Task to carry out -> Extend the piece about sculptor Tom Otterness, picking up right after its last sentence.

The AI Interview: Tom Otterness

NEW YORK, Sept. 27, 2006—According to the New York Times, Tom Otterness “may be the
world’s best public sculptor.” Certainly he is one of the most visible.
He is the only artist ever to have contributed a balloon to the Macy’s Thanksgiving Day Parade,
and his large-scale installations in outdoor public locations—from Indianapolis to New York—are
enormously popular.

Otterness enjoys the rare ability to engage spectators from all walks of life and all levels of artworld
sophistication—because while his imagery is cartoon-like, and often highly appealing to
children, his work also tends to carry a political punch. He is particularly scathing in his
portrayals of those for whom financial wealth is all important. Pieces such as Free Money
(1999) and Big, Big Penny (1993) depict this obsession, and others, like his New York subway
installation, Life Underground, beneath ArtInfo’s headquarters, show people actually turning
into money.
His next New York gallery show will be at the Marlborough Gallery's 57th Street location in
November 2007.

Supplied data ->
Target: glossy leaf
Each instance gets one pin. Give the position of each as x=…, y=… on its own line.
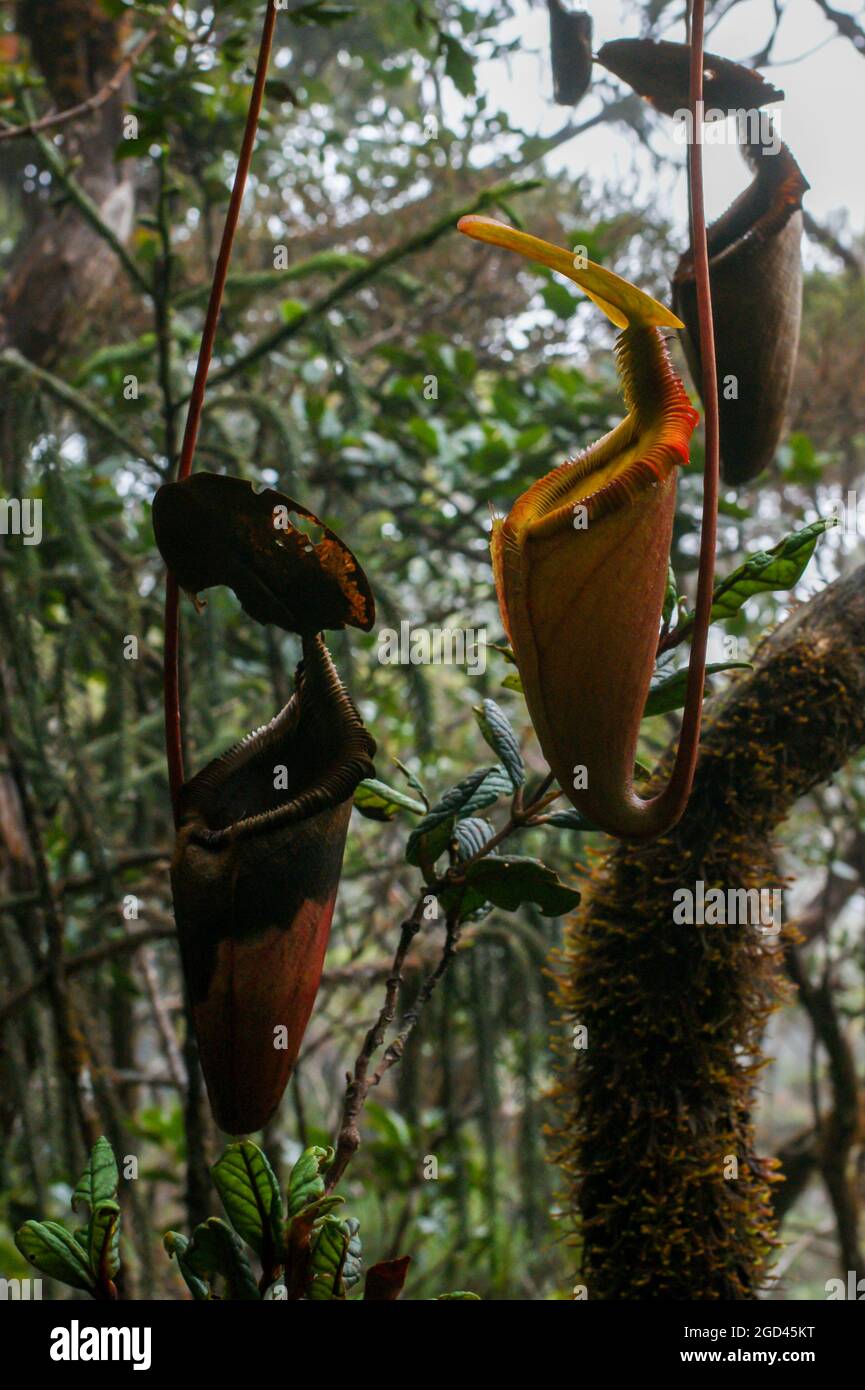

Answer for the task ->
Tom, let me begin by asking you about the response to the sculptures you showed in
Grand Rapids, Mich. this summer. They were hugely successful.

They seem well-received. I get fan mail. Not bad for a gray-haired, hippy sort of guy. Those
Midwesterners and I speak the same language.
You’ve devoted particular effort to make your work accessible to the broadest public.
It’s a simple language; it’s a cartoon language; it’s smiley, button faces. [With my work],
people aren’t thrown off by a language they don’t understand. It’s not a visual language you
need a BFA to get.

It seems to me that most public sculpture is just a wasted opportunity. There’s
nothing that turns people off more quickly than what they see as pretension on the
one hand or condescension on the other.

It sometimes feels like a very dangerous line to walk. You can fall on one side or the other, and
condescension is one of the dangers. If I pull it off, there shouldn’t be any condescension in my
work. I hope not, I pray not. I just want to be somebody who is talking straight-up in a public
forum about sex or class or race, and that something is being said without selling something. It
doesn’t have any other agenda.

Can I ask you about some specific pieces? Every time I travel to the ArtInfo offices, I
walk past your installation that spreads all over the 8th Avenue-14th Street subway
station. How does it make you feel when you see your own work like this?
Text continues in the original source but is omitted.